_Goal_
The entries need to be copied exactly.

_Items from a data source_
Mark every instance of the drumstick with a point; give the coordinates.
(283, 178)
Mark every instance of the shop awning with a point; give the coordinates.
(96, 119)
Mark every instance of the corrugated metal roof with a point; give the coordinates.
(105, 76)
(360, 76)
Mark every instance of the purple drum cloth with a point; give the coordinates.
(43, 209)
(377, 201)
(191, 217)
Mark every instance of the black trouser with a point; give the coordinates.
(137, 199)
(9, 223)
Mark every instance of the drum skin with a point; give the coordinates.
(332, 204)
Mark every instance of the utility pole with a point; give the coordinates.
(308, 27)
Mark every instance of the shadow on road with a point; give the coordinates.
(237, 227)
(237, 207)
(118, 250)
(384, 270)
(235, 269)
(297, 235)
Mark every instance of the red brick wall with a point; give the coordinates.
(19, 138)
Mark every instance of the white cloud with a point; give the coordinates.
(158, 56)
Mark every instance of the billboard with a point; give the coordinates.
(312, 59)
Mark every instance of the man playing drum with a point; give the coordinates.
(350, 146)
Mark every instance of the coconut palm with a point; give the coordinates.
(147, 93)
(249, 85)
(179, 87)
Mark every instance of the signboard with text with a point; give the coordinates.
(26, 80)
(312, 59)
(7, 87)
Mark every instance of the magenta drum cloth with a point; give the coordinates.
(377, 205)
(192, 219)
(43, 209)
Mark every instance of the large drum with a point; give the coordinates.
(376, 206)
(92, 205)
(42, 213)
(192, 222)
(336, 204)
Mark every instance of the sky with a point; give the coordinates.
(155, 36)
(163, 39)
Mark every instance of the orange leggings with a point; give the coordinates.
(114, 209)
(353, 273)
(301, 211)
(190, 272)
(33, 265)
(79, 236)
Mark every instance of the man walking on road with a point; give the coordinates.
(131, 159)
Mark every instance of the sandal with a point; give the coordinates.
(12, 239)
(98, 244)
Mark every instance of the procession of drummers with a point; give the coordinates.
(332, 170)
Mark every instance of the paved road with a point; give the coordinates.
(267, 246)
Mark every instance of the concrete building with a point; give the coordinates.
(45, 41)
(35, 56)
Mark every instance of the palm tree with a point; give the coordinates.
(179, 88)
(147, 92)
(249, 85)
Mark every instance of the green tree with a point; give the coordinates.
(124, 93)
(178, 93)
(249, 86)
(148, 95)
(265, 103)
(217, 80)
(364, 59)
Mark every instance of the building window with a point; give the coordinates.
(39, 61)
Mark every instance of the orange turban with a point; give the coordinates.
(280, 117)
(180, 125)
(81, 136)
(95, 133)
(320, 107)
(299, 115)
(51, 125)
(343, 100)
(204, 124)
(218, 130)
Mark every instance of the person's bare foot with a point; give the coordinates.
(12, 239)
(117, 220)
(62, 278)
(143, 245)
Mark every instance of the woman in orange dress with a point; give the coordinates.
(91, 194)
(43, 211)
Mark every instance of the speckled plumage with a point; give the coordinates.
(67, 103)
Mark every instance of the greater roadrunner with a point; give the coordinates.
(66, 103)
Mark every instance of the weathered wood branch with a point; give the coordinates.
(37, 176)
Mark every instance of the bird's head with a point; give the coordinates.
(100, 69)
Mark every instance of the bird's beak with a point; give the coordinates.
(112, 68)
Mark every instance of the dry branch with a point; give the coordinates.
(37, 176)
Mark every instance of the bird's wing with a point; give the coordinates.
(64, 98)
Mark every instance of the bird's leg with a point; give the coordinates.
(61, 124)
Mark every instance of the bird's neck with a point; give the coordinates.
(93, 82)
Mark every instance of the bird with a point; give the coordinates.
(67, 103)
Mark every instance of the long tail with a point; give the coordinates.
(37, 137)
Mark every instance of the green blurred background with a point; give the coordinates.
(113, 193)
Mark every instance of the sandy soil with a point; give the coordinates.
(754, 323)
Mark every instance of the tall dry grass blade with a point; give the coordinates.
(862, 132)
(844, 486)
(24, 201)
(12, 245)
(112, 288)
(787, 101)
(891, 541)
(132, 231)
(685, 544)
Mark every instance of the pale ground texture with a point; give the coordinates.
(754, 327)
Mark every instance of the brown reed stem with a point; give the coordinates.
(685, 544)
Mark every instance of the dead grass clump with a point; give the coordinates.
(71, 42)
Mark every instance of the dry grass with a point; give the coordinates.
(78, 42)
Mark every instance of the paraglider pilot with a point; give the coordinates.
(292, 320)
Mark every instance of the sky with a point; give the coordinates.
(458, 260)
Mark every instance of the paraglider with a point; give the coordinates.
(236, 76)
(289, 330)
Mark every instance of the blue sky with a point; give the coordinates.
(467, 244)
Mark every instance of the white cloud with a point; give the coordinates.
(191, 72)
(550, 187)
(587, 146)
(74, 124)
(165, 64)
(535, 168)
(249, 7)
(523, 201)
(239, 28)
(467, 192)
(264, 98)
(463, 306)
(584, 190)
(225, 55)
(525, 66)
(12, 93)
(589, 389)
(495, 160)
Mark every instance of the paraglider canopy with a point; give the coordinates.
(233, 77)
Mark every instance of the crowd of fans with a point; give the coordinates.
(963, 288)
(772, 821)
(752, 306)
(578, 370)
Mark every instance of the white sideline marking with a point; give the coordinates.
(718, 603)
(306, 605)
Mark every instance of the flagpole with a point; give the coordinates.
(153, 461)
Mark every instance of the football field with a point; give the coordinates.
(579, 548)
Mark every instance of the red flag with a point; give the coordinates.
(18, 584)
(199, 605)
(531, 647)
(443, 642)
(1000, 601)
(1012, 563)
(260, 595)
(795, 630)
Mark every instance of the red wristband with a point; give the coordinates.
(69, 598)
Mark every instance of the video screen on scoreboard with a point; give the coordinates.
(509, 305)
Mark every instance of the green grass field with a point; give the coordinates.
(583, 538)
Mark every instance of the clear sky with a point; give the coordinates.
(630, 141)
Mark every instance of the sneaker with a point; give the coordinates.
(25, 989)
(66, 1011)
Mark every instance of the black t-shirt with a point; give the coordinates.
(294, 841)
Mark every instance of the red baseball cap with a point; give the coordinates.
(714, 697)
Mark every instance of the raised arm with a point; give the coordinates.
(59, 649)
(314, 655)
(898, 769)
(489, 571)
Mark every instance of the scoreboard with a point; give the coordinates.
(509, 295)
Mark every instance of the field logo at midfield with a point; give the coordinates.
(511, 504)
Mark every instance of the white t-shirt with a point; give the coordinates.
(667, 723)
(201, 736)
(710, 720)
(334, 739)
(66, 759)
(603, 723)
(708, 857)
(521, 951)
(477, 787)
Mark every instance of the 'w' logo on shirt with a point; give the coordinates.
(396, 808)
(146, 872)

_The response_
Mark every instance of the drumstick with a point; give the coordinates.
(283, 178)
Mark every instance of the shop awning with a point; give the coordinates.
(96, 119)
Mark every instance of the corrugated metal roof with a point; give the coordinates.
(105, 76)
(360, 76)
Mark every instance of the purple drum cloth with a point; give the coordinates.
(43, 209)
(377, 201)
(191, 217)
Mark every instance of the black trouser with a point; give the coordinates.
(137, 199)
(9, 223)
Mark every instance of the drum skin with a point; give the coordinates.
(332, 204)
Mark every instance of the utility pole with a point; give the coordinates.
(308, 27)
Mark every instance of the shadow on road with a point; give the coordinates.
(237, 227)
(237, 207)
(118, 250)
(384, 270)
(235, 269)
(297, 235)
Mark every instance of the red brick wall with a point; give the coordinates.
(19, 138)
Mark every instance of the white cloud with a point; give the coordinates.
(158, 56)
Mark every instance of the billboard with a point; give the coordinates.
(312, 59)
Mark every instance of the man playing drum with a point; give the coordinates.
(350, 146)
Mark every instance of the coconut palm with a point; give the coordinates.
(147, 93)
(249, 85)
(179, 87)
Mark every instance of the signboard with text with a point; give the coordinates.
(26, 80)
(312, 59)
(7, 87)
Mark every instance of the magenta drum cloth with a point; give the coordinates.
(377, 205)
(192, 219)
(43, 209)
Mark every instance of the large drum with a point; give the coordinates.
(376, 206)
(92, 205)
(42, 213)
(192, 222)
(336, 204)
Mark every instance of the sky with a point; give the coordinates.
(155, 36)
(163, 39)
Mark every instance of the orange leggings with a point; give the coordinates.
(114, 209)
(353, 273)
(301, 211)
(190, 272)
(33, 265)
(79, 236)
Mark every instance of the man walking on road with a point; give the coordinates.
(131, 159)
Mark every instance of the sandal with a point; give the coordinates.
(12, 239)
(98, 244)
Mark every instance of the procession of drummers with a point; give the coordinates.
(332, 170)
Mark every instance of the paved road with a point; give the coordinates.
(267, 246)
Mark every instance of the concrete building with a point; give the coordinates.
(45, 41)
(35, 56)
Mark every instance of the palm tree with a point; give the coordinates.
(179, 88)
(147, 92)
(249, 85)
Mark every instance of the green tree with a point; give the coordinates.
(124, 93)
(178, 93)
(249, 86)
(148, 95)
(265, 103)
(217, 80)
(364, 59)
Mark every instance of the building window with a point; give the coordinates.
(39, 61)
Mark every instance of the orange turban with a point; give the coordinates.
(280, 117)
(180, 125)
(81, 136)
(95, 133)
(320, 107)
(299, 115)
(51, 125)
(343, 100)
(204, 124)
(218, 130)
Mark every instance of the person's bare foot with a point; give the coordinates.
(12, 239)
(117, 220)
(62, 278)
(143, 245)
Mark every instance of the woman in orange dress with a point; give the coordinates.
(91, 194)
(43, 211)
Mark every instance of the speckled plumage with a point; give the coordinates.
(67, 103)
Mark every instance of the greater roadrunner with a point; give the coordinates.
(66, 103)
Mark every instance of the weathered wood branch with a point; give the coordinates.
(37, 176)
Mark every instance of the bird's head with a point; give the coordinates.
(100, 69)
Mark every instance of the bird's beak with a point; give the coordinates.
(112, 68)
Mark every instance of the dry branch with a point; give the coordinates.
(37, 176)
Mark every instance of the bird's wing with a point; give the coordinates.
(64, 98)
Mark every instance of the bird's leg with a point; give the coordinates.
(61, 124)
Mark every instance of the bird's neck with a point; give the coordinates.
(93, 82)
Mark every instance of the bird with a point; give the coordinates.
(67, 103)
Mark every instance of the long tail with a point; give the coordinates.
(37, 137)
Mark every instance of the green blurred background with a point; give the coordinates.
(113, 193)
Mark every instance of the sandy soil with a point; give the coordinates.
(754, 323)
Mark every instance of the tall dry grass blade with a point; give the coordinates.
(862, 132)
(844, 486)
(24, 201)
(12, 245)
(112, 288)
(787, 101)
(891, 541)
(132, 231)
(685, 544)
Mark every instance of the pale ground texture with a point; give the coordinates.
(754, 327)
Mark every instance of the brown reed stem with a point; give the coordinates.
(685, 544)
Mark every instance of the dead grass clump with a point; give the coordinates.
(71, 42)
Mark every instance of the dry grass with a point; give the coordinates.
(78, 42)
Mark every instance of the paraglider pilot with a point; give the coordinates.
(292, 320)
Mark every instance of the sky with a point; give the coordinates.
(458, 260)
Mark every instance of the paraglider with a point; give the coordinates.
(236, 76)
(289, 330)
Mark every instance of the blue sky with a point; give the coordinates.
(467, 244)
Mark every instance of the white cloud with a point; give the coordinates.
(191, 72)
(550, 187)
(587, 146)
(74, 124)
(165, 64)
(535, 168)
(249, 7)
(523, 201)
(239, 28)
(467, 192)
(264, 98)
(463, 306)
(584, 190)
(225, 55)
(525, 66)
(12, 93)
(589, 389)
(495, 160)
Mark every instance of the paraglider canopy with a point; give the coordinates.
(233, 77)
Mark every instance of the crowd of fans with a point; give the coordinates.
(963, 288)
(772, 821)
(752, 306)
(578, 370)
Mark every instance of the white sideline marking with a point; give the coordinates.
(718, 603)
(306, 605)
Mark every instance of the flagpole with a point; give the coordinates.
(153, 461)
Mark every instance of the football field with a point; give the coordinates.
(579, 548)
Mark every instance of the red flag with a point; give the coordinates.
(18, 584)
(199, 605)
(531, 647)
(443, 642)
(1000, 601)
(1012, 563)
(260, 595)
(795, 630)
Mark every instance of the red wristband with a point; give the coordinates.
(69, 598)
Mark every instance of the video screen on scoreboard with a point; give the coordinates.
(509, 305)
Mark every instance of the green grass field with a point; give the coordinates.
(583, 538)
Mark every instance of the clear sky with a point; give the coordinates.
(630, 141)
Mark every instance of the sneaker with a point; give the coordinates.
(25, 989)
(66, 1011)
Mark every instance of the black t-shirt with a point; give the coordinates.
(294, 841)
Mark every instance of the red baseball cap with a point; give the coordinates.
(714, 697)
Mark every instance of the raised arm with a point; give the coordinates.
(59, 649)
(314, 655)
(898, 769)
(489, 571)
Mark every instance of the scoreboard with a point; give the coordinates.
(509, 295)
Mark every instance of the field logo at midfield with a point; give the coordinates.
(511, 504)
Mark every instance of the white t-shirt with a point; give the coordinates.
(667, 723)
(201, 736)
(710, 720)
(334, 739)
(66, 759)
(603, 723)
(708, 857)
(521, 951)
(477, 787)
Mark every instance of the 'w' logo on shirt with a point; give the coordinates.
(396, 808)
(146, 872)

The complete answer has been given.